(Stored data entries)
▬▬▬▬▬▬

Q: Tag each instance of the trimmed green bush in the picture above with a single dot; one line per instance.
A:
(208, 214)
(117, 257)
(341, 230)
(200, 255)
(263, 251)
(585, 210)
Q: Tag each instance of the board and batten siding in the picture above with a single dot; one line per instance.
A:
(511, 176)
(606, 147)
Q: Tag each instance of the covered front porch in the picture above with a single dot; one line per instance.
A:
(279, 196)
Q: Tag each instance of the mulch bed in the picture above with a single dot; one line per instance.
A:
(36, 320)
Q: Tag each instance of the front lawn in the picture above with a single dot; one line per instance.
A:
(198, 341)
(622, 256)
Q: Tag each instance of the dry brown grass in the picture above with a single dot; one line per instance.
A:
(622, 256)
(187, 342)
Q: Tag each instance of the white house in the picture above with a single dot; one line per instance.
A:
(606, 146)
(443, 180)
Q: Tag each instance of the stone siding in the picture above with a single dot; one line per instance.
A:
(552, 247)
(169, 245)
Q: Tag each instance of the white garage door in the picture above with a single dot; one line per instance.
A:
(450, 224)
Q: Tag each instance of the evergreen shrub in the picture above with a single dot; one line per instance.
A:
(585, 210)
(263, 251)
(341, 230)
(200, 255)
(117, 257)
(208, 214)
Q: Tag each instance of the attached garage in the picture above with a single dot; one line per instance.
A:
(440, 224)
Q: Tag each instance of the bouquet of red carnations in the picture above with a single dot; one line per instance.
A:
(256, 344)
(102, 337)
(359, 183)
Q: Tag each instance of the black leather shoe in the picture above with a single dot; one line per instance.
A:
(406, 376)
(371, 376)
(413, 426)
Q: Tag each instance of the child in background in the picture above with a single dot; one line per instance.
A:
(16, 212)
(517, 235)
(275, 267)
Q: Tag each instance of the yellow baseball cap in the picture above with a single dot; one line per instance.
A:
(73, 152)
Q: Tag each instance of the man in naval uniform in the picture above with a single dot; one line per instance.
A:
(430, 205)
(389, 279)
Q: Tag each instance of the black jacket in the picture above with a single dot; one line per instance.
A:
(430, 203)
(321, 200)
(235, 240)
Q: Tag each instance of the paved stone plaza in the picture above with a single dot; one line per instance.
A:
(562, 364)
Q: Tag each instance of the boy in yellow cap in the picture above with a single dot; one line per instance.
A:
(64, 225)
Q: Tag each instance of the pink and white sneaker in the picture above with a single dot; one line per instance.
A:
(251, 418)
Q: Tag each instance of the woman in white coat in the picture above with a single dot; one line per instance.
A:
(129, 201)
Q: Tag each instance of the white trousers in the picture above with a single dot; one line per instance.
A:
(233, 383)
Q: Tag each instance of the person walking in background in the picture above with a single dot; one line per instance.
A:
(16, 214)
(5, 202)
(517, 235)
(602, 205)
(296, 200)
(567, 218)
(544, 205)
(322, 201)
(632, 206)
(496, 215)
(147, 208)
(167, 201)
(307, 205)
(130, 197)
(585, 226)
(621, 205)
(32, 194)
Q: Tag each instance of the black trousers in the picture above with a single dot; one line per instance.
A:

▬▬▬▬▬▬

## Task brief
Your response should contain each line of the entries above that holds the string "siding".

## Your solution
Q: Tag each instance of the board and batten siding in the picture above with a single dot; one line per instance.
Q: Tag each instance of the stone siding in the picture above with a single dot; one line per instance.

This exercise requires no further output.